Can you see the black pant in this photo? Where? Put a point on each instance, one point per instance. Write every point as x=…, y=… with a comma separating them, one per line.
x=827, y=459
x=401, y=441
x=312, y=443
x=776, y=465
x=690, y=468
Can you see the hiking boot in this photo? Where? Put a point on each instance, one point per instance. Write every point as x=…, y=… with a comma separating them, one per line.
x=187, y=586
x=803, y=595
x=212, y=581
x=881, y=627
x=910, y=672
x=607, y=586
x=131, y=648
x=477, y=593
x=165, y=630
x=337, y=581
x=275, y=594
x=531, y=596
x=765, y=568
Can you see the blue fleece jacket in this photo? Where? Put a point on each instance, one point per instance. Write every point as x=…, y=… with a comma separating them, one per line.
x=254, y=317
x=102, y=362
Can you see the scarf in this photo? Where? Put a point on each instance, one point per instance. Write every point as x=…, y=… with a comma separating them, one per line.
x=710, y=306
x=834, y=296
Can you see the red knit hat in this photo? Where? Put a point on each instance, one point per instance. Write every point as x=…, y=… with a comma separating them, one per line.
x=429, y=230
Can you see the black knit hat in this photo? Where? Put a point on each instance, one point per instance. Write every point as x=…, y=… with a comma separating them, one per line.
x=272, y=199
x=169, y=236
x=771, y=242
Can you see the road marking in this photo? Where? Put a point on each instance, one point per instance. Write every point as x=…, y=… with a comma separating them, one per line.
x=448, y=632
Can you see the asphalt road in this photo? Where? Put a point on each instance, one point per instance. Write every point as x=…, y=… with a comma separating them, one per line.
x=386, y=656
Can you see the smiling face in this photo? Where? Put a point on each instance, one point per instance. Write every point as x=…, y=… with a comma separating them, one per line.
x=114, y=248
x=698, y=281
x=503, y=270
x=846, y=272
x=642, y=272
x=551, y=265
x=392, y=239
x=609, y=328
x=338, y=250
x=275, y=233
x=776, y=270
+++++
Problem to work on: Copy all the records above exactly, missing none.

Exercise solution:
Can you see the black pant in this photo? Where? Put a point on each instance, one point per instance. Write every point as x=…, y=… with a comma separating them, one per line.
x=827, y=459
x=401, y=441
x=312, y=443
x=776, y=465
x=690, y=468
Can you see the hiking boot in this photo? Where? Put a point on each instance, one point per instance. Write every point as x=…, y=… with a comma separating them, one per line.
x=187, y=586
x=803, y=595
x=212, y=581
x=881, y=627
x=910, y=672
x=607, y=586
x=131, y=648
x=477, y=593
x=165, y=630
x=337, y=581
x=275, y=594
x=531, y=596
x=765, y=568
Can you see the blue fleece jacket in this photo? Where? Put a point on each instance, one point per instance. Write every point as x=…, y=… with a comma separating them, one per line.
x=254, y=317
x=102, y=362
Can you see the scarf in this photo? Where? Put a point on each instance, one point per instance. Write every point as x=…, y=… with a comma separating them, one per line.
x=710, y=306
x=834, y=296
Can you see the red knit hat in this photo? Where? Put a point on each instance, one point per instance. Write every point as x=…, y=… with a comma separating them, one per line.
x=429, y=230
Can you see the black knit hat in this photo? Where? Put a point on each instance, one point per instance. Write every point as x=…, y=… with a comma separating them, one per line.
x=272, y=199
x=169, y=236
x=771, y=242
Can you see the road marking in this photo? Where? Put a point on each instance, one point per instance. Write every point as x=…, y=… with a comma separating them, one per line.
x=448, y=632
Can you see the asphalt road in this photo? Where? Put a point on each instance, one point per instance. Write every point as x=…, y=… with a comma separating them, one per line.
x=386, y=656
Can you see the smiling face in this photo? Where? Put a point on each instance, one point per instance. Write every point as x=…, y=… with a comma separating them, one per line.
x=114, y=248
x=698, y=281
x=503, y=270
x=846, y=272
x=642, y=272
x=551, y=265
x=392, y=239
x=609, y=328
x=338, y=250
x=275, y=233
x=776, y=270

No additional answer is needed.